本文:
• • •
どうやってNetBIOS名がユニークであることを保証するのか?

 NetBIOSネットワークにおいて、特定のコンピュータと通信したいときには、相手のコンピュータに付けられたNetBIOSユニーク名を頼りにアドレッシングしなければならない。この場合のNetBIOSユニーク名は、電話でいうところの電話番号のようなものであるから、同じ電話番号を持つ電話機が世界に2つとないのと同様に、NetBIOSユニーク名がネットワーク内で「ユニーク」であることを保証しなければならない。さもなければ正しい通信は行えない。

 しかしコンピュータ名は任意の文字列であり、ネットワークOSのインストール時にユーザーが自由に入力可能なものなので、統一的な管理を行わないかぎり、名前はユーザーによってまったく任意に付けられてしまう可能性がある。このように付けられた名前が、ネットワーク内でユニークであることをどうやって保証するのだろうか?

 手元にWindowsネットワークがあるなら、試しに、重複するコンピュータ名を別のコンピュータに割り当ててシステムを起動してみよう。すると次のようなエラー・ダイアログが表示されるはずだ。
• • •
保存済みの項目
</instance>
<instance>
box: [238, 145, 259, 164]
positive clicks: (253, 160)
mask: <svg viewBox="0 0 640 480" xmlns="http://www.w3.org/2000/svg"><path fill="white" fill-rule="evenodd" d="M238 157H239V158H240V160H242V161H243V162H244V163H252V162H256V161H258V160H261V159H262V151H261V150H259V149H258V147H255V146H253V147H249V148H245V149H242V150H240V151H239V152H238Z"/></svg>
• • •
作業項目 A:
NetBIOS名についての本文の内容と、次の各記述が合っているかを「はい」か「いいえ」で答え、判断の根拠となる本文の語句をそのまま引用してください。
(i) NetBIOSユニーク名は電話番号にたとえられている。
(ii) コンピュータ名は、ネットワークOSのインストール時にユーザーが自由に入力できる。
(iii) 重複するコンピュータ名を別のコンピュータに割り当てて起動しても、エラーは表示されない。
作業項目 B:
NetBIOS名についての本文をもとに、次の問いに答えてください。
(i) 特定のコンピュータと通信したいとき、何を頼りにアドレッシングしなければならないか。
(ii) NetBIOSユニーク名がネットワーク内でユニークであることを保証しなければ、どうなるとされているか。
(iii) 統一的な管理を行わない場合、名前はどうなる可能性があるか。
作業項目 C: NetBIOS名についての本文を、最後の文に続けて書き継いでください。

回答 A:
(i) はい。「電話でいうところの電話番号のようなもの」
(ii) はい。「ネットワークOSのインストール時にユーザーが自由に入力可能なもの」
(iii) いいえ。「すると次のようなエラー・ダイアログが表示されるはずだ」

回答 B:
(i) 相手のコンピュータに付けられたNetBIOSユニーク名。
(ii) 正しい通信は行えない。
(iii) ユーザーによってまったく任意に付けられてしまう可能性がある。

回答 C:
名前の衝突を知らせるエラー・メッセージボックス
すでに「DAPC100」というコンピュータが存在するWindowsドメイン・ネットワークに対して、同じ「DAPC100」という名前を付けたコンピュータをネットワークに接続しようとしたところ、このようなエラーが発生した。

 このエラーから分かるとおり、NetBIOSネットワークでは、コンピュータがネットワークに参加するとき、自身のNetBIOS名が、ほかのコンピュータのそれと衝突していないかどうかを検査している。そして名前が衝突しているときには、その名前でのネットワークへの接続が許可されない。このようにして、NetBIOSネットワークでは、その名前がユニークであることを保証しているのである。